DOCUMENT PASSAGE
════════

Optimal grid resolution for the detection lead time of cyclogenesis in the North Indian ocean

Abstract

Early detection of disturbances in the atmospheric column, its spatio-temporal behavior and evolution prior to tropical cyclogenesis over warm ocean surface is a challenging problem. High-resolution atmospheric models help to better understand the atmospheric dynamical conditions and instability mechanism triggered by intense air-sea interaction leading to the formation of tropical cyclogenesis. Present study performed a series of model-based sensitivity experiments to evaluate tropical cyclogenesis lead detection time for five cyclone cases with varying grid resolutions ranging between 27 km and 12 km in the north Indian Ocean. High-resolution Weather Research and Forecast (WRF) model examined the evolution of pre-cyclonic eddy vortices in the vertical atmospheric column associated with Aila, Thane, Mora, Ockhi, and the recent Vayu cyclones. Detection technique was based on Okubo-Weiss (OW) parameter that is very sensitive to varying grid resolutions. Study examined the sensitivity of pre-cyclogenesis lead detection time to WRF model grid resolutions. Significant findings from the study indicate a good skill in genesis prediction with approximately four days (~90 h) lead time in all cases irrespective of pre- and post-monsoon seasons and the domain size. First part of this study reveals characteristic difference in the eddy detection between pre- and post-monsoon cyclones and its lead detection time. The lead detection time using a grid resolution of 27 km resulted in a lag-time of nearly one day (~24 h) for pre-monsoon cyclogenesis as compared to the post-monsoon cases. Interestingly, the pre-cyclonic eddies are detected at higher atmospheric levels (450–650 hPa) for the pre-monsoon unlike post-monsoon developing cases in the lower tropospheric levels (800–950 hPa). Secondly, a 15 km grid resolution with OW technique would suffice early tropical cyclogenesis detection found optimum in context to lead detection time (~15 h) that better resolves the structure of pre-cyclonic eddies useful for advanced prediction.

════════

Referring expression data
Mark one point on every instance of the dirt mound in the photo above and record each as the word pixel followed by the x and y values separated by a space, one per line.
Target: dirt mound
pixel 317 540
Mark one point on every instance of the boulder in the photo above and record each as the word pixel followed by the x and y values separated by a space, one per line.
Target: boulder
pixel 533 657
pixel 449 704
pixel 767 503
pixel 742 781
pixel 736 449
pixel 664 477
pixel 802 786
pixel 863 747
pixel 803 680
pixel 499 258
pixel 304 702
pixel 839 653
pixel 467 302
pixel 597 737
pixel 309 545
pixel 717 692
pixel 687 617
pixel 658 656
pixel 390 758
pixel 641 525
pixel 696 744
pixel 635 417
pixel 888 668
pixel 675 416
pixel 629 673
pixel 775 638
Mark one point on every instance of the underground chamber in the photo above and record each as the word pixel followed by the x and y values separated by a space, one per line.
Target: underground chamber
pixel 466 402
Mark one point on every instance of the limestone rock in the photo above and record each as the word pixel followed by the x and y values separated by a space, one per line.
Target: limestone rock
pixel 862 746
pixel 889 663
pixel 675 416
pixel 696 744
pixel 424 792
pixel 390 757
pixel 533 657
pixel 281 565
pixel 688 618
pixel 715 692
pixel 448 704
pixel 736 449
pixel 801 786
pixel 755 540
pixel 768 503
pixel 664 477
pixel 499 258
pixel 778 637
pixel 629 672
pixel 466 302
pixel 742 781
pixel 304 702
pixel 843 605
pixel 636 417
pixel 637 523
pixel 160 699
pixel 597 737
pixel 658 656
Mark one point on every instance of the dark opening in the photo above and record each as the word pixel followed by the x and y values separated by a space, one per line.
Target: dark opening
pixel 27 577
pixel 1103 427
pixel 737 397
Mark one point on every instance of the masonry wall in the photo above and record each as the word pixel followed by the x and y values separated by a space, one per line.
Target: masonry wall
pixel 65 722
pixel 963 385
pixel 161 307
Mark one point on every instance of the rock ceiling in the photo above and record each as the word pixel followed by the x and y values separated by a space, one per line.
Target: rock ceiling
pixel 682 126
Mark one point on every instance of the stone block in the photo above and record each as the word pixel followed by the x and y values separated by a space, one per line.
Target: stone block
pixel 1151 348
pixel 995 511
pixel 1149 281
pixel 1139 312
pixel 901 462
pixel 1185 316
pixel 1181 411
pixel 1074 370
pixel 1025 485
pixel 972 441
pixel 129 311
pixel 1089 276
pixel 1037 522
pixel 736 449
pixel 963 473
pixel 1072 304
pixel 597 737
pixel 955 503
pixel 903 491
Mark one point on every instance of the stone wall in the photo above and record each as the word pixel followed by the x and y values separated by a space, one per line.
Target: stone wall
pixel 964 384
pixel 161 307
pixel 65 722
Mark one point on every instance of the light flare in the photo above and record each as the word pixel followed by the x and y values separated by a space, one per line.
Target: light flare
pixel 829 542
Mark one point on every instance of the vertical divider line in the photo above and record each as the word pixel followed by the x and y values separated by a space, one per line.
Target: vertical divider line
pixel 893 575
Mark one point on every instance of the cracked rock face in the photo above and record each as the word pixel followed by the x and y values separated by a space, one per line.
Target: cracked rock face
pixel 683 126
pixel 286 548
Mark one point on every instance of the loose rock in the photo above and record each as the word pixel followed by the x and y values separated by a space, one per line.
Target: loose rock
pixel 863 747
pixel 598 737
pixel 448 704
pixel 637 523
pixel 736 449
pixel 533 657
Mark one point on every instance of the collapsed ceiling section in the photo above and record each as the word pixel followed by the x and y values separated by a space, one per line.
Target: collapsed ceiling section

════════

PROBLEM REQUIREMENTS
In the cyclogenesis abstract, at what atmospheric levels are pre-cyclonic eddies detected for pre-monsoon cyclones?

ANSWER
450–650 hPa